-- start Task material --

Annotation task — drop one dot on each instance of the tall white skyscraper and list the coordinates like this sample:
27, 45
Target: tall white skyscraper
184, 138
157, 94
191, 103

-- end Task material --

The exercise: Reproduce the material above line for line, changing nothing.

Written answer:
Annotation task — drop one dot on each instance of the tall white skyscraper and list the coordinates like this sample:
27, 45
Target: tall white skyscraper
184, 138
157, 94
191, 103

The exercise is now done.